EXCERPT TO READ:
* * * * *

Exotic Animals

by Kathy Guillermo and Heather Moore

While Roy Horn, of Siegfried & Roy fame, lies in critical condition in a California hospital, his employees and other well-wishers are shaking their heads over the tragic accident. Excuse us, but "accident"?

Montecore, the 7-year-old tiger who is part of Siegfried & Roy's menagerie, did not simply trip. He lunged at Horn, grabbed him by the neck and dragged him off stage, giving every indication that he had murder on his mind. The one thing that this incident was not was an "accident."

Another thing that it was not is unusual. Recent news stories are showing us in a painfully graphic way that we should not be imprisoning exotic animals. Lawmakers should sit up and take note. It's dangerous to us, and for them it's unmitigated misery.

Recently, a gorilla called Little Joe escaped from his enclosure in Boston's Franklin Park Zoo, grabbed a toddler from a young woman's arms, threw her to the ground and jumped on her. Soon after Roy was wheeled off stage on a gurney, authorities in New York City discovered a 400-pound Siberian-Bengal-mix tiger and a 5-foot-long alligator in a Manhattan apartment. While the animals were being removed from the fifth-floor apartment, the man who lived there was in the hospital, being treated for bite wounds.

Since 1990, big cats have killed at least 53 people worldwide and injured 180. Twenty-four of these attacks occurred just this year, most of them in the U.S., in cities including Sacramento, Calif.; Jacksonville, Fla.; and San Antonio, Texas. In April, tigers at Safari Joe's Rock Creek Exotic Animal Park in Adair, Okla., attacked and killed a handler. One tiger grabbed her arm and pulled her into the cage as she was giving them water, and other tigers in the cage pounced on her. Another worker beat the tigers with a shovel to break up the attack and to retrieve the woman's body and her severed arm. The tigers had been displayed at fairs and used in photo opportunities with the public.

* * * * *

PROVIDED DATA:
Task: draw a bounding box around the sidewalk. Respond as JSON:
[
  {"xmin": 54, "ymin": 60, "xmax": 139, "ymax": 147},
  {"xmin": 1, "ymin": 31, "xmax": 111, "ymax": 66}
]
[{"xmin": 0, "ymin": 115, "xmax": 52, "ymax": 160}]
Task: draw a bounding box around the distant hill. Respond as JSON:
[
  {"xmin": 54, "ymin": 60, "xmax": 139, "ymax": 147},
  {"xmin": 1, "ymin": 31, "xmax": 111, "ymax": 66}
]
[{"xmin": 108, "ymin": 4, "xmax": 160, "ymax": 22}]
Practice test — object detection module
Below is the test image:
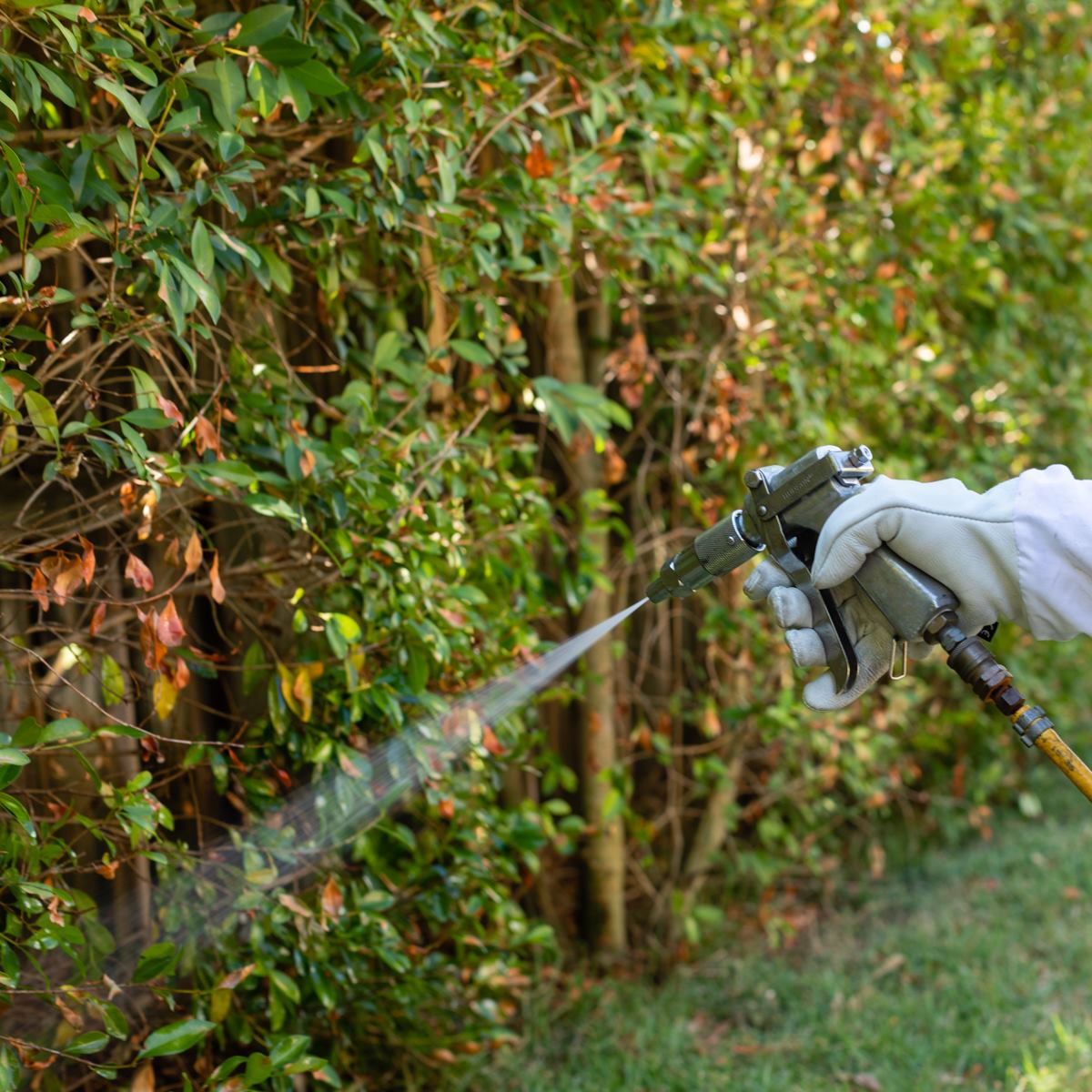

* * * * *

EXPLORE THE MATERIAL:
• a. From the article on exotic animals, write out the part that opens with the words containing "Montecore, the 7-year-old" and closes with "it's unmitigated misery.".
• b. According to the article on exotic animals, how many people have big cats killed worldwide since 1990?
• c. Continue the article on exotic animals from its last sentence.

ANSWERS FOR THIS EXERCISE:
• a.
Montecore, the 7-year-old tiger who is part of Siegfried & Roy's menagerie, did not simply trip. He lunged at Horn, grabbed him by the neck and dragged him off stage, giving every indication that he had murder on his mind. The one thing that this incident was not was an "accident."

Another thing that it was not is unusual. Recent news stories are showing us in a painfully graphic way that we should not be imprisoning exotic animals. Lawmakers should sit up and take note. It's dangerous to us, and for them it's unmitigated misery.

• b. At least 53 people.

• c.
Statistics are equally grim for primates. At least 450 captive primates have been killed for attacking people since 1990. Two people have died and 140 have been injured.

At the risk of sounding disrespectful, we have to ask, what is wrong with us that we can't figure out how life-threatening this is? How many more children will be killed, as was a 3-year-old boy in Lee Country, Texas, when the 250-pound tiger he was having his picture taken with snatched him from the adult holding him?

Given these gruesome accounts, only a few of which is there space to mention here, it's a mystery to us why Siegfried & Roy were ever allowed to keep and force these animals to perform. We wish Mr. Horn well and have sent our best wishes to his hospital room, but anyone who's honest has to admit that it's a miracle that he hasn't been mauled before this. These animals aren't housecats; they are enormous, magnificent predators who were never meant to purr on command and nuzzle a man.

These tragedies just underscore the study results printed in the scientific journal Nature this month. Zoologists at Oxford University confirm what has always been obvious to those who paused to consider: Animals suffer in captivity. The study, which was partly funded by six British zoos, indicates that polar bears, lions, tigers, cheetahs and other large predators that roam hundreds of miles in the wild, show stereotypical symptoms of stress and have high rates of infant mortality when kept in zoos or safari parks. The researchers recommend against keeping these animals in captivity if adequate space can't be provided-which, of course, can never be provided in a zoo.

No wonder they turn on the people who keep them locked up, attacking and killing when given the opportunity.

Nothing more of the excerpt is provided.